Excerpt:
-- Start --

Question: “Should auld acquaintance be forgot and never brought to mind?”
How is it the year always ends right on time? How is it that we set these benchmarks for living our best life for the New Year and then God throws us that curve ball that says “Let’s see what you can do with this. I am giving it to to you because I know you are stronger than others and you must show them how to be resilient in the face of trauma. Teach. Show. Believe in me.”
My faith is fierce. It always has been and if you have followed my blog, it’s been a long journey where I have turned to prayer and God to help get me through some terrible times. Not all of those moments were by choice but I will always accept responsibility for walking into crappy relationships without understanding my real worth. As far as the rest of my life, living with PTSD and now recovering from my recent (and 3rd stint in the ICU on a ventilator), God has decided I am a bad-ass and a warrior. I am good with that. If you could see the bruises all over my torso right now you would understand. It’s all good because I am alive. Always find the silver lining.

-- End --

Data lines:

-- Start --

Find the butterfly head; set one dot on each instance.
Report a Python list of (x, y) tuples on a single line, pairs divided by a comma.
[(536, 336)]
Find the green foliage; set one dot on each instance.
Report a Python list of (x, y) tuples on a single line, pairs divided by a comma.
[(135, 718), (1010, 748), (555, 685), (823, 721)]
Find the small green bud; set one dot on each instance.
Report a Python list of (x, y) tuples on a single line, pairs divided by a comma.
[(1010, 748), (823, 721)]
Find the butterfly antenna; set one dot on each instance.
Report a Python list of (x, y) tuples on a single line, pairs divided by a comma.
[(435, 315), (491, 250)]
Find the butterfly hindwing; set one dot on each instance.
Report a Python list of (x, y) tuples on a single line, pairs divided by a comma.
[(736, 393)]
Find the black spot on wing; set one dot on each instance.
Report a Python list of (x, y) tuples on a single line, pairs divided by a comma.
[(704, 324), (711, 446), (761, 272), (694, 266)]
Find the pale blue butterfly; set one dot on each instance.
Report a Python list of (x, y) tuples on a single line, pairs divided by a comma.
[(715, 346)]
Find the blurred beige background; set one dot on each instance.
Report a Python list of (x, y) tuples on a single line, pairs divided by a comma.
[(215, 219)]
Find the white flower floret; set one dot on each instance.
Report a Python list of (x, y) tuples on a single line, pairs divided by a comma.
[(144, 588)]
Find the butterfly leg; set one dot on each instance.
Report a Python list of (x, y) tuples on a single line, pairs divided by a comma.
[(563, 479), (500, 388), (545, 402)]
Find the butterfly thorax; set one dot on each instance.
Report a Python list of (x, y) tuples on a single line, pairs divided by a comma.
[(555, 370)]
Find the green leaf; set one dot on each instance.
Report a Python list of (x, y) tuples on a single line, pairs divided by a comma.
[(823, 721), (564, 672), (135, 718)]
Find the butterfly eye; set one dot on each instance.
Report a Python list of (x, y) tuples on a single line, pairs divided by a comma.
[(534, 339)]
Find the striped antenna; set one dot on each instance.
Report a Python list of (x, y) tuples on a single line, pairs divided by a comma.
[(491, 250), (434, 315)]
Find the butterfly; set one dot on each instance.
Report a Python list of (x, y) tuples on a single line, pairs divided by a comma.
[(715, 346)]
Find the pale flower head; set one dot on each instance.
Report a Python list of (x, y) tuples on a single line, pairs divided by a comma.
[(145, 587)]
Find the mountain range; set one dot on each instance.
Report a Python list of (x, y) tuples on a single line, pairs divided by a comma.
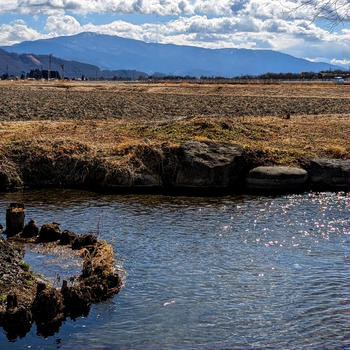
[(107, 52), (16, 64)]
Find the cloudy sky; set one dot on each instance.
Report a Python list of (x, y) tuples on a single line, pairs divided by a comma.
[(318, 30)]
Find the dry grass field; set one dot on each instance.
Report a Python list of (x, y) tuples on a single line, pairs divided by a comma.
[(109, 117)]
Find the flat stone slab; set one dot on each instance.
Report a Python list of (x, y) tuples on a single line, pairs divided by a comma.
[(276, 178), (208, 164), (330, 174)]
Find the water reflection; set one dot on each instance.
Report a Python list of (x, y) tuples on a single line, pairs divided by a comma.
[(231, 272)]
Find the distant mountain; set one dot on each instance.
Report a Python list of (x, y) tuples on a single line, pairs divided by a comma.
[(113, 52), (15, 64)]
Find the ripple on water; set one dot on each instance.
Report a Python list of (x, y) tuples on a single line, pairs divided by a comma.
[(240, 272)]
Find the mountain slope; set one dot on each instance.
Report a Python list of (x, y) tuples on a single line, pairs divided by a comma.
[(15, 64), (112, 52)]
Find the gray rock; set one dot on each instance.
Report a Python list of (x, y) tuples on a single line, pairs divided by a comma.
[(50, 232), (208, 164), (30, 230), (276, 178), (329, 174)]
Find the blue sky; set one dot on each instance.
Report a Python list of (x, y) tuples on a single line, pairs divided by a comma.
[(304, 28)]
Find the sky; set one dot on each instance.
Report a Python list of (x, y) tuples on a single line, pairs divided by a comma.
[(318, 30)]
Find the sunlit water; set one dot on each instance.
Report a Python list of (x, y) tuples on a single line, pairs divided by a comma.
[(242, 272)]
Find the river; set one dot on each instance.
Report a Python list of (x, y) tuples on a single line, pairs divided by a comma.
[(235, 272)]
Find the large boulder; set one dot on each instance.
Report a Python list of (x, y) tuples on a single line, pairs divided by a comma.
[(331, 174), (276, 178), (208, 164)]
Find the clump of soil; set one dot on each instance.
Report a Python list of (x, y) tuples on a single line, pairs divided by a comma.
[(25, 299)]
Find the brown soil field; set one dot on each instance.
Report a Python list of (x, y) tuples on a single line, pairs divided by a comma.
[(141, 102), (110, 117)]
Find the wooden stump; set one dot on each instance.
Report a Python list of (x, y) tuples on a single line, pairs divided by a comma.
[(15, 214)]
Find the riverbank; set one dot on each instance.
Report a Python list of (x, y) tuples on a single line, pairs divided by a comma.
[(190, 167), (169, 137), (27, 298)]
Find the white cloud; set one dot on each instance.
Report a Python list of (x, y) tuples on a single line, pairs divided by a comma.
[(17, 31), (283, 25), (343, 62), (62, 25)]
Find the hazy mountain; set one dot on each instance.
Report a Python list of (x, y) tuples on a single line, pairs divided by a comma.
[(15, 64), (112, 52)]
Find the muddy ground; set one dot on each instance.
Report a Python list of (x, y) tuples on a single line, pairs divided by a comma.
[(142, 102)]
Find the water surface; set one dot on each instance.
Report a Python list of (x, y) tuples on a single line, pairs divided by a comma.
[(242, 272)]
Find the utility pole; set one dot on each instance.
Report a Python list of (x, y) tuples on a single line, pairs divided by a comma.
[(49, 71)]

-- End --

Copy out the New Year blog passage above word for word, from the opening question to its last line.

Written answer:
Question: “Should auld acquaintance be forgot and never brought to mind?”
How is it the year always ends right on time? How is it that we set these benchmarks for living our best life for the New Year and then God throws us that curve ball that says “Let’s see what you can do with this. I am giving it to to you because I know you are stronger than others and you must show them how to be resilient in the face of trauma. Teach. Show. Believe in me.”
My faith is fierce. It always has been and if you have followed my blog, it’s been a long journey where I have turned to prayer and God to help get me through some terrible times. Not all of those moments were by choice but I will always accept responsibility for walking into crappy relationships without understanding my real worth. As far as the rest of my life, living with PTSD and now recovering from my recent (and 3rd stint in the ICU on a ventilator), God has decided I am a bad-ass and a warrior. I am good with that. If you could see the bruises all over my torso right now you would understand. It’s all good because I am alive. Always find the silver lining.